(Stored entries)
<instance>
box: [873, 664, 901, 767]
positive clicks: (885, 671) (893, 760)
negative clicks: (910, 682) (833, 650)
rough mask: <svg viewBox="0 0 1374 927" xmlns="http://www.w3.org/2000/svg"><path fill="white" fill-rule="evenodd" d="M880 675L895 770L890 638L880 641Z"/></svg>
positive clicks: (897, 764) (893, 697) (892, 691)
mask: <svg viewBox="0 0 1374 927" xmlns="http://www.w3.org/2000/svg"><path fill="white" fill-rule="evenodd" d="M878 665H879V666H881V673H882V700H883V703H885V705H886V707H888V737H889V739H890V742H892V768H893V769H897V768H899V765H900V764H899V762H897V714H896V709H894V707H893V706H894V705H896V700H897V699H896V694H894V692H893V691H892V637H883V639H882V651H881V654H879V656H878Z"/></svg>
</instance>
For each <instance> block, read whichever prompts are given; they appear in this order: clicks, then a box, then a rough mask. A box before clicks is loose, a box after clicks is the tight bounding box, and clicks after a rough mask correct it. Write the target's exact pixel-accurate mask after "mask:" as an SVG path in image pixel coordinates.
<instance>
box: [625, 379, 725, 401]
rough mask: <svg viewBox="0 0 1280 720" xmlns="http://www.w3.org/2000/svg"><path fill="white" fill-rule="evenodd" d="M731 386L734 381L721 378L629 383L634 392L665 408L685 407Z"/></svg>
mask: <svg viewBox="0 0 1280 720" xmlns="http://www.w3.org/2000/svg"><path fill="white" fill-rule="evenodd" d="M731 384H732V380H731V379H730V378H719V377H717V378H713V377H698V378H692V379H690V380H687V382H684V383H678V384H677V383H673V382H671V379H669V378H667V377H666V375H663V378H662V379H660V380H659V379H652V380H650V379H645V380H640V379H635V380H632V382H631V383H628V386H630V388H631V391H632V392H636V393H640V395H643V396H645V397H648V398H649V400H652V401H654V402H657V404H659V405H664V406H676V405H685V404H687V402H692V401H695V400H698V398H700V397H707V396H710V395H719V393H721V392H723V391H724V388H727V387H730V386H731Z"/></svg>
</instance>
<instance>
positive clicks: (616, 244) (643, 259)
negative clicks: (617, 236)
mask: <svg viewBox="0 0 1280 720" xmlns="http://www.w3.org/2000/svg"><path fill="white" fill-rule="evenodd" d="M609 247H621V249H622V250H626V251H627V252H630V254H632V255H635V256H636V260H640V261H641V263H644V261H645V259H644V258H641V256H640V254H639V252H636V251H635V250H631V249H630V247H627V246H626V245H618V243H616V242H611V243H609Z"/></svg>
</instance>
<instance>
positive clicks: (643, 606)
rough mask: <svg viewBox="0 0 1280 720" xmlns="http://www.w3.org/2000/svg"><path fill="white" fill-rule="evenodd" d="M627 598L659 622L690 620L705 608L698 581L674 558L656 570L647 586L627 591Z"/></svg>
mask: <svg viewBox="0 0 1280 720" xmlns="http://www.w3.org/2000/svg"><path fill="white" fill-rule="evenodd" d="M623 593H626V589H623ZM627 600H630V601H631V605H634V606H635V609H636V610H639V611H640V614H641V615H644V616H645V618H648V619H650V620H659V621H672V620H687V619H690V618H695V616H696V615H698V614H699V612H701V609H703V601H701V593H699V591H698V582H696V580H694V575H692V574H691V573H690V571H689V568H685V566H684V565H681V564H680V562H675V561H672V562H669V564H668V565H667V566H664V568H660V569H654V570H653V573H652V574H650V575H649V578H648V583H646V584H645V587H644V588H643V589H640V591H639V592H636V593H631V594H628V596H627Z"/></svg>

Task to complete
Please pick out each line in the listing above that contains the string "rough" and copy those lines in full.

Answer
rough mask: <svg viewBox="0 0 1374 927" xmlns="http://www.w3.org/2000/svg"><path fill="white" fill-rule="evenodd" d="M880 675L895 770L890 638L880 641Z"/></svg>
For each <instance> block, read whichever prompts are given; they appear in this order: clicks, then a box, then a rough mask. A box before clicks is loose, a box after clicks is the tight bounding box, and clicks after a rough mask correct it. Write the target's exact pixel-accurate mask after "mask:" as an SVG path in image pixel coordinates.
rough mask: <svg viewBox="0 0 1280 720" xmlns="http://www.w3.org/2000/svg"><path fill="white" fill-rule="evenodd" d="M731 386L734 381L721 378L629 383L634 392L665 408L685 407Z"/></svg>
rough mask: <svg viewBox="0 0 1280 720" xmlns="http://www.w3.org/2000/svg"><path fill="white" fill-rule="evenodd" d="M627 598L659 622L690 620L705 608L698 581L674 558L656 570L647 586L627 591Z"/></svg>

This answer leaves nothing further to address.